▸ **Task directions**:
Render everything from the line containing "Provide one point per instance of the cobblestone street" down to the line containing "[(150, 253)]", both included, as a numbered list without blank lines, and include no other lines of the records.

▸ **Input data**:
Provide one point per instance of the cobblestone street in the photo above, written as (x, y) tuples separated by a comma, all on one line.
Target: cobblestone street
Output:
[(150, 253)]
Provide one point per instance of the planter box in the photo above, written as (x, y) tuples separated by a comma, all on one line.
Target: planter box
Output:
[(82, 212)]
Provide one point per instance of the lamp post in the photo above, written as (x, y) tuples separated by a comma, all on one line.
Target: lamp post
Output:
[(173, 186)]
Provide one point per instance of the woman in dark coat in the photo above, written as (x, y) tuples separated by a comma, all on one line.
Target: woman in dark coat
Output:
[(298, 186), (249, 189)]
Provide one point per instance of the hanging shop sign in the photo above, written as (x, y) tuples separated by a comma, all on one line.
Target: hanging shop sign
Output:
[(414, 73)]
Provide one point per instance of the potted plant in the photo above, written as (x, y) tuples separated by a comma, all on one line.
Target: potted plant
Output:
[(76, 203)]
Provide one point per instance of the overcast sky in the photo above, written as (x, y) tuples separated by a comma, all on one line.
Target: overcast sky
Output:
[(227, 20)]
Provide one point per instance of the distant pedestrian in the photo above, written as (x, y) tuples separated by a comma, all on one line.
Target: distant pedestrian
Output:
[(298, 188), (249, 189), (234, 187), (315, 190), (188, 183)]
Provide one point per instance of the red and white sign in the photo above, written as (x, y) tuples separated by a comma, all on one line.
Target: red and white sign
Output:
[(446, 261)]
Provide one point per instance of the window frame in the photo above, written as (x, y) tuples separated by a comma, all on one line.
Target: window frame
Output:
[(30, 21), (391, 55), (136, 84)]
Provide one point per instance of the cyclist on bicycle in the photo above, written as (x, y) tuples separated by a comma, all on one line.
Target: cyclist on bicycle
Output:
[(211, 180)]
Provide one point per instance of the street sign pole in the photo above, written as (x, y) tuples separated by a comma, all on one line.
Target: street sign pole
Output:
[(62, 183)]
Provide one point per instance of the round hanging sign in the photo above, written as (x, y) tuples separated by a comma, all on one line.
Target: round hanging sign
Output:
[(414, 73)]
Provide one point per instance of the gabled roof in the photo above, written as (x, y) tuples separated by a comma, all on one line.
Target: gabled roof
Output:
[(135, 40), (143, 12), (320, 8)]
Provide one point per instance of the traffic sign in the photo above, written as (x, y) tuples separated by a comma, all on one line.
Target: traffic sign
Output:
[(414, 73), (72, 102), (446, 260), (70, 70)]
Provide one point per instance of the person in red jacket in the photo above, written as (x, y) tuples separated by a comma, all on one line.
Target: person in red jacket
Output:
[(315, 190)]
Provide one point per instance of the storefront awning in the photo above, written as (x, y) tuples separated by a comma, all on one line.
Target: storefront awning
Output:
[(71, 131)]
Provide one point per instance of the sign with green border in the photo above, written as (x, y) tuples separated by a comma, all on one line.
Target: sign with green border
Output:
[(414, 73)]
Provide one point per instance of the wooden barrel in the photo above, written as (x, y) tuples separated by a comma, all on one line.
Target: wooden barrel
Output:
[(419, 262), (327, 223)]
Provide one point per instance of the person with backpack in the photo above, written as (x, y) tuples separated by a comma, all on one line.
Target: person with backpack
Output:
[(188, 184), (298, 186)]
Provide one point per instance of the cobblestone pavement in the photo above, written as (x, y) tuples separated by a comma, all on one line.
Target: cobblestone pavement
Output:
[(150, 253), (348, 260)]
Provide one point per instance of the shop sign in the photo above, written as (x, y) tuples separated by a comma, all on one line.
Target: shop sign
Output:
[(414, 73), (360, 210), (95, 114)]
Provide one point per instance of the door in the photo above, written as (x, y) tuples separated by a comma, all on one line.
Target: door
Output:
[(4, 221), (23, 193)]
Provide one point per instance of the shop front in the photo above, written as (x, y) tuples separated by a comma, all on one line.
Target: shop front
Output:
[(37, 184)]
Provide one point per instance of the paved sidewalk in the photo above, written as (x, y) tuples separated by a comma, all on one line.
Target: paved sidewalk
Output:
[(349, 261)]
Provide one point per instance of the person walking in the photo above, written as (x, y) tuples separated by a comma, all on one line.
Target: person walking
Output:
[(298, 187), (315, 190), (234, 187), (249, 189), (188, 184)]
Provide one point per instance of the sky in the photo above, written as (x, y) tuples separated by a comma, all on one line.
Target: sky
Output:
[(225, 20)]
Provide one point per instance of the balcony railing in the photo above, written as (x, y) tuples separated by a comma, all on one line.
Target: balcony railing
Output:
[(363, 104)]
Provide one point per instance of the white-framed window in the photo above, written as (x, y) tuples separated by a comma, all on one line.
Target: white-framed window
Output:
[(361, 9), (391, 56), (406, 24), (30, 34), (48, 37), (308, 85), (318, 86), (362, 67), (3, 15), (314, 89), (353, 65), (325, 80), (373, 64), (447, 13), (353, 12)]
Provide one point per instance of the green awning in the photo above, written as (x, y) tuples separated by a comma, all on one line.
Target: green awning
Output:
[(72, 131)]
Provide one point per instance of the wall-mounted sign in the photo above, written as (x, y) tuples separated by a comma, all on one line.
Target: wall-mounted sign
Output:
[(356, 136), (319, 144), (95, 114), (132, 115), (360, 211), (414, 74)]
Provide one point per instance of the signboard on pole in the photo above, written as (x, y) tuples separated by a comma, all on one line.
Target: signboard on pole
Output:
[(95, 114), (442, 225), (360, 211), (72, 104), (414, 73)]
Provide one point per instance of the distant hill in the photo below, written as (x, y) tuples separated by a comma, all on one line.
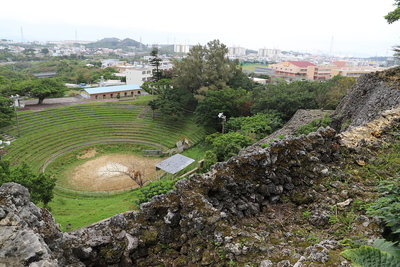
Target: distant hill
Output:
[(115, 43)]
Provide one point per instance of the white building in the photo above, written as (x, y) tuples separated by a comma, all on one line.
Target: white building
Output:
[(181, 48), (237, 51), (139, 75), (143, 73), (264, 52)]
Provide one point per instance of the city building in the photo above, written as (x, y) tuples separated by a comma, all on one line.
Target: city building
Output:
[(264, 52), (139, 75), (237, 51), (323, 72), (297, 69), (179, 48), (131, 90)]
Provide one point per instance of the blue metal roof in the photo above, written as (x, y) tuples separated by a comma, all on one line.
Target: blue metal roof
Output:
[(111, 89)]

==

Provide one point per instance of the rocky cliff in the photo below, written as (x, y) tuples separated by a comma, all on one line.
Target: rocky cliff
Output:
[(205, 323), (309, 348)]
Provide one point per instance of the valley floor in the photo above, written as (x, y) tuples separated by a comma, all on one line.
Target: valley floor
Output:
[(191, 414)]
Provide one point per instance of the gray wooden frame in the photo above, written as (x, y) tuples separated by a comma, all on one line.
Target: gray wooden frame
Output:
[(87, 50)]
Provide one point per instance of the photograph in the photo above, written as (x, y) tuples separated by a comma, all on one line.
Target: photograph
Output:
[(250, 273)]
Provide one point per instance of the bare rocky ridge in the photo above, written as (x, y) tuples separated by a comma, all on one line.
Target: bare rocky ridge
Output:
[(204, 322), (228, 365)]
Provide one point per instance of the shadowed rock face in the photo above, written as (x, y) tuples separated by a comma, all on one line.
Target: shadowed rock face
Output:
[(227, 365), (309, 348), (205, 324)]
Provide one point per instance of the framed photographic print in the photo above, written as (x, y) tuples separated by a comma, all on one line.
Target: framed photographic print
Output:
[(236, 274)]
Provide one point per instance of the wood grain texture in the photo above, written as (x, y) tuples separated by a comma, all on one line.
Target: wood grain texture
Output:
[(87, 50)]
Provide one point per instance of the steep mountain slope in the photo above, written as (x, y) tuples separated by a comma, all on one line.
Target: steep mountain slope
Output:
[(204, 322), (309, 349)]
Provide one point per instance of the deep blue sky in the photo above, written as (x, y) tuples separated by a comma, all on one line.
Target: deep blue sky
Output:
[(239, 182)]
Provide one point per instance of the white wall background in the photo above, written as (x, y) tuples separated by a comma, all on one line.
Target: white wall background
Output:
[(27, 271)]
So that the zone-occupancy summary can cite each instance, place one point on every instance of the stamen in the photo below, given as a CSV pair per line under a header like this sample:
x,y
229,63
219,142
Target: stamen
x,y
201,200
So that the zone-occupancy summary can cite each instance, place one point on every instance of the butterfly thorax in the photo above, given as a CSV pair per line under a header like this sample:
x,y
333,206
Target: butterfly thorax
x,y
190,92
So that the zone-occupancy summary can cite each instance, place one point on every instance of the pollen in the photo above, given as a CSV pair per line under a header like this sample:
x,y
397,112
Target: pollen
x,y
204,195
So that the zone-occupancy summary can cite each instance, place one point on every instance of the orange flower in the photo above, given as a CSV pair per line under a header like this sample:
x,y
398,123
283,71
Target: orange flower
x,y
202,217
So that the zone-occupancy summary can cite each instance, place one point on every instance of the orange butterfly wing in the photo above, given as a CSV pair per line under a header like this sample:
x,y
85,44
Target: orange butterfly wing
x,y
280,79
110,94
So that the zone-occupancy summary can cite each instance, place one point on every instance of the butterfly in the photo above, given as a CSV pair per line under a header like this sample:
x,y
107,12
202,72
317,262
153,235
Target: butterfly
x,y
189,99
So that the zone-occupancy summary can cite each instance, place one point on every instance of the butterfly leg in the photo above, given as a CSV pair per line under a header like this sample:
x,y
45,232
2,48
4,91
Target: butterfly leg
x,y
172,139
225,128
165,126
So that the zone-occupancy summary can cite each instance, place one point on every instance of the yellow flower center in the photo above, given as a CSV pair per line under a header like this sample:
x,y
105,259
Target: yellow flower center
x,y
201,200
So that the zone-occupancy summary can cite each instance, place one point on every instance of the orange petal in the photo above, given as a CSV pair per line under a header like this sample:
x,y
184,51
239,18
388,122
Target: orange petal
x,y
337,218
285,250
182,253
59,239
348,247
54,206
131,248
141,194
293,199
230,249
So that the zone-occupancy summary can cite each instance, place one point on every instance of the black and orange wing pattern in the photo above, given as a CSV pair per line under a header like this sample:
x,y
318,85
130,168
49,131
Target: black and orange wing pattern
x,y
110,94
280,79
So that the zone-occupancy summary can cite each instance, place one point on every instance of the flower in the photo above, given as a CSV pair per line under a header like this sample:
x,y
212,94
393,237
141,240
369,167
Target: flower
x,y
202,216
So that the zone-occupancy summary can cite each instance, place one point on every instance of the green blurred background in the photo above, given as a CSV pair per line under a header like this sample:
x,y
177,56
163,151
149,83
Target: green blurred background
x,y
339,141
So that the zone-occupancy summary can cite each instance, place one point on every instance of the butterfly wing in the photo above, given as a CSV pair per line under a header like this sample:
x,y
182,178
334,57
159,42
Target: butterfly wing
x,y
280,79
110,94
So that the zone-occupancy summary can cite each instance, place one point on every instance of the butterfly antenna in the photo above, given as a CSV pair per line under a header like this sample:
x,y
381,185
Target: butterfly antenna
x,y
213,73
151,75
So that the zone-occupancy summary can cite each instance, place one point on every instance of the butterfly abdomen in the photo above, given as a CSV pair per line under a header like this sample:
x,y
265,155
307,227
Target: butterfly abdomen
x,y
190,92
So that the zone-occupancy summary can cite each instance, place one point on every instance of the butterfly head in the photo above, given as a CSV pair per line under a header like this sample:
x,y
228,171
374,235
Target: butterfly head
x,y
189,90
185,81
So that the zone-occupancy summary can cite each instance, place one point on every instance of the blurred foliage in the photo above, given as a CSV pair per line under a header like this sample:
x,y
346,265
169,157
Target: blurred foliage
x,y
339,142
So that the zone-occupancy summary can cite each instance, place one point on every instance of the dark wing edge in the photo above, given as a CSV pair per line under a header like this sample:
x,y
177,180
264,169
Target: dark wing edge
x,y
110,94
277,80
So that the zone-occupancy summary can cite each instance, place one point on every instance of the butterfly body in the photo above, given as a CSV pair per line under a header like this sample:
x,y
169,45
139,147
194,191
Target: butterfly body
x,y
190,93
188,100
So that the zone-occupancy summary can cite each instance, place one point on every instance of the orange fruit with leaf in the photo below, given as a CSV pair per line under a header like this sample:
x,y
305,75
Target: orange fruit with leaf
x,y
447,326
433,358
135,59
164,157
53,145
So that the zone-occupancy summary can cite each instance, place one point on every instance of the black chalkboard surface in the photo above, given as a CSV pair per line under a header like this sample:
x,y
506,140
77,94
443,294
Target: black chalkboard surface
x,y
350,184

▸ **Result for this exercise**:
1. Provide one point per instance of the cobblestone street in the photo above, written as (x, y) tuples separated by a comma, all on one line.
2. Target: cobblestone street
3. Output:
4. [(150, 253)]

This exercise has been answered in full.